EXCERPT:
:::::
Bonnie Crowther has an unusual and even a tedious craft for a hobby.

NNSL photo/graphic

Bonnie Crowther of Hay River displays two samples of her fish-scale art. - Paul Bickford/NNSL photo

However, she also finds it relaxing and very satisfying.

The Hay River woman uses dyed fish scales to create images of flowers in remarkably attractive works of art.

"You would never envision a flower from that, and I think it just caught my eye because it was so different," she said. "Unless you see a finished product, you would never believe that could be done out of fish scales."

Crowther, 56, became interested in fish-scale art more than a decade ago after seeing an example of the craft owned by a friend in Hay River, where she has lived since she was a child.

"I decided to try it, and over the years I've kind of developed my own style," she said.

As far as she knows, there is only one other person in the Hay River area who does the craft as a hobby.

"It's not a common craft at all," said Crowther, who is of Cree heritage and originally from Manitoba.

"I think one of the reasons that not so many people do it is it's very tedious," she explained. "It takes a lot of time. You could never sell it for the amount of time you put into it."

It usually takes Crowther, who works as a correctional officer supervisor, about eight hours to create each piece of art.

"That's the actual making of that piece," she noted. "That's not the processing of the scales and vertebra. That's all separate."

She said each piece of work she creates uses about 100 scales. As the average fish she uses has around one thousand scales, Crowther said she can make a few pieces from a single catch. One fish also gives her enough vertebra and rib material for two or three creations.

As for why she does it, she said she finds it really satisfying.

"When I sit down to do it, it's really relaxing and I'm always excited to see the finished product," she said. "I have in my head basically what the piece is going to look like, but then, once I start, it sometimes goes in a totally different direction. So the piece turns out different than what I had first imagined. I find it exciting to be able to see what it turns out like."
:::::
DATA RECORDS:
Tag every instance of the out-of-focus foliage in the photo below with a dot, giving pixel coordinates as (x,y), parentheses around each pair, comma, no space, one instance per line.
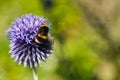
(86,39)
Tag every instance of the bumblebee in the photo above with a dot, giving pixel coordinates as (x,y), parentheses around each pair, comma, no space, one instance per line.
(42,34)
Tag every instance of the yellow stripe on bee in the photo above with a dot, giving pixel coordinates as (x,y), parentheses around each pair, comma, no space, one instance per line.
(44,25)
(42,36)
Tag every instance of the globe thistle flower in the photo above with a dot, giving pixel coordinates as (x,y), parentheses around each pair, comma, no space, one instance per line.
(30,40)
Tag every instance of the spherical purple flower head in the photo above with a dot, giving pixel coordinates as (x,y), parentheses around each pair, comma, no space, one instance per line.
(23,47)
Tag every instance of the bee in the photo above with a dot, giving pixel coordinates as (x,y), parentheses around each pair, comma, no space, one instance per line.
(42,34)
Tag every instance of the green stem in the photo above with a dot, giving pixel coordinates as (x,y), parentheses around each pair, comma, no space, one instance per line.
(35,73)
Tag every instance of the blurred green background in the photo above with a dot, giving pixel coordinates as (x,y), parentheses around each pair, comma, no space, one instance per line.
(86,39)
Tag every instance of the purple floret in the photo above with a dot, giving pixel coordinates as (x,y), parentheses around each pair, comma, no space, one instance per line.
(22,35)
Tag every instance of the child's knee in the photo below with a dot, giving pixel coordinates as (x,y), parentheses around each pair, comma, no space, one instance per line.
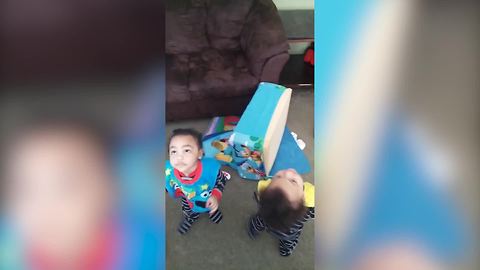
(216,217)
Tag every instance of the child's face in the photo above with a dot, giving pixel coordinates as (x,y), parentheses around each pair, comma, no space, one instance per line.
(184,153)
(59,191)
(290,182)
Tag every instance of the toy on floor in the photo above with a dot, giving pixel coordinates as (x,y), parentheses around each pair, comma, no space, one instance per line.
(252,145)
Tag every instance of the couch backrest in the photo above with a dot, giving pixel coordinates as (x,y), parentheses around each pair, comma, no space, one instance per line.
(193,25)
(225,22)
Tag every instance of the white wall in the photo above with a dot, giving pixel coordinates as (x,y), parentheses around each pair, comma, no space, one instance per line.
(294,4)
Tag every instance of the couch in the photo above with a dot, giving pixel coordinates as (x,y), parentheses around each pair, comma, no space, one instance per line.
(217,51)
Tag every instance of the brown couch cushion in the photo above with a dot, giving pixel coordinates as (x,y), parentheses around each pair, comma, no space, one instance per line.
(226,19)
(177,78)
(185,30)
(216,74)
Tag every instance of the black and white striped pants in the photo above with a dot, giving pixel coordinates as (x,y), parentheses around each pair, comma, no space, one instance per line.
(287,242)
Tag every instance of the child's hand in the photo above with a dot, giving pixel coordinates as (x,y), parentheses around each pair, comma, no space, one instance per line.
(212,204)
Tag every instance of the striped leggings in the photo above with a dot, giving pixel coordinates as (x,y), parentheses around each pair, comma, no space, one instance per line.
(190,216)
(287,242)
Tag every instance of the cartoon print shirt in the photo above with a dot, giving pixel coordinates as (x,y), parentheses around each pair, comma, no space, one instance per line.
(207,180)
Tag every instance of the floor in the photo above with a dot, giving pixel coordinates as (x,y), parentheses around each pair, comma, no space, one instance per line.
(227,245)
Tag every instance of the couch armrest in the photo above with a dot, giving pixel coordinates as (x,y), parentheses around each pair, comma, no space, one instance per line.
(263,35)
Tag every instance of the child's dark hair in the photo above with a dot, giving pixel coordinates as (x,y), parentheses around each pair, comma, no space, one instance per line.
(277,211)
(197,136)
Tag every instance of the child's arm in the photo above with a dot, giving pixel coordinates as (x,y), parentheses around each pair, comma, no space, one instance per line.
(219,185)
(310,213)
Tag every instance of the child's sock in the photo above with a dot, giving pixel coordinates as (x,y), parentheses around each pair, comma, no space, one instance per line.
(216,217)
(287,247)
(185,225)
(254,226)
:::::
REQUIRED TASKS:
**a)** According to the article on fish-scale art, about how many scales does each of Bonnie Crowther's pieces use?
**b)** Continue the article on Bonnie Crowther's fish-scale art from its last paragraph onward.

TASK RESULTS:
**a)** About 100 scales.

**b)**
Crowther can't go to a craft store to buy her supplies mainly whitefish scales for petals, pickerel scales for leaves and vertebra for stems.

"Sometimes I go down to the river and I fish," she said, adding she and her husband eat the fish and save the scales. "So everything is used."

While she creates images of flowers, which is the common style for the craft, Crowther has some other ideas, but has not yet had time to try to create them.

"It's a matter of getting the right types of scales for them," she said. "I wanted to try a peacock and I got my mother to send me some carp scales from Manitoba. They're really big scales, and I thought I could use those for the plumage, but when I dried them they curled right up into a cylinder, so they didn't work."

On the Internet, she has even seen some fish-scale art in the form of broaches and jewelry.

Each year, Crowther offers one of her fish art creations as a prize for someone sponsoring her in the CIBC Run for Our Lives, a fundraising event for breast cancer research, education and awareness set for Sept. 18 in Hay River.

On Sept. 3, she also displayed her work for the first time at the Hay River Fisherman's Wharf open market and hopes to have enough ready for an annual crafts sale just before Christmas.